#### Supplied records:
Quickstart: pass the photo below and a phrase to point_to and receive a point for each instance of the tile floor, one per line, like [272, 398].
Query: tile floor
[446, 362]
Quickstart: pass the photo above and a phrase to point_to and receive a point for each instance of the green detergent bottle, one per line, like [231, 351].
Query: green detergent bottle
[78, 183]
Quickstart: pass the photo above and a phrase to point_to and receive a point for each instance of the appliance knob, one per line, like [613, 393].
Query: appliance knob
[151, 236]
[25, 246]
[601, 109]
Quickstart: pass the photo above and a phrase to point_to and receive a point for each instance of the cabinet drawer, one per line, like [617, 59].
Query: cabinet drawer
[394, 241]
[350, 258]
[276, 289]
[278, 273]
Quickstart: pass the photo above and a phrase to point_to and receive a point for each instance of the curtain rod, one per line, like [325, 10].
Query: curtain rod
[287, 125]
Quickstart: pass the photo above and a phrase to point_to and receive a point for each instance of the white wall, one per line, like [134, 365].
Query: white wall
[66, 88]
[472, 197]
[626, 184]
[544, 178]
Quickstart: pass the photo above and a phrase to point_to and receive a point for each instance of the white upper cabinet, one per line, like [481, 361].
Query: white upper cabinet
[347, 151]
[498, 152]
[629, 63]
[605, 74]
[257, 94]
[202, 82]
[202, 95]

#### Your task:
Every entry must be output again exactly as it was given.

#### Result of this task:
Quickstart: pass the photo below and a phrase to point_to and receive a point for each instance of the tile floor, one per line, like [272, 398].
Query: tile floor
[446, 362]
Quickstart: pass the photo above and a phrase to point_to and receive a point for each instance of the green detergent bottle, one per line, like [231, 351].
Query: green detergent bottle
[78, 183]
Quickstart: pass the photo above and a phrase to point_to and receive a point for each instance of the appliance knob, one per line, like [613, 393].
Query: appliance knob
[151, 236]
[25, 246]
[601, 109]
Quickstart: pass the photo above and a phrase to point_to and receive a point for each instance of the cabinet drawer, one per line, like [617, 59].
Query: cabinet drawer
[394, 241]
[350, 258]
[276, 289]
[278, 273]
Quickstart: pass the photo above and a phrase to point_to and receive a point for each instance of the curtain rod, one per line, like [325, 10].
Query: curtain rod
[287, 125]
Quickstart: pass the photo above and a phrase to point_to and receive a point for each instance of the white wall, one per line, like [134, 365].
Query: white wall
[66, 88]
[472, 197]
[626, 184]
[544, 178]
Quickstart: pass the photo above and a phrase to point_to and receive a point for each instance of the white upper cabinet, one per line, like [481, 361].
Query: white upper cabinet
[347, 151]
[498, 152]
[629, 63]
[605, 74]
[257, 94]
[202, 82]
[202, 95]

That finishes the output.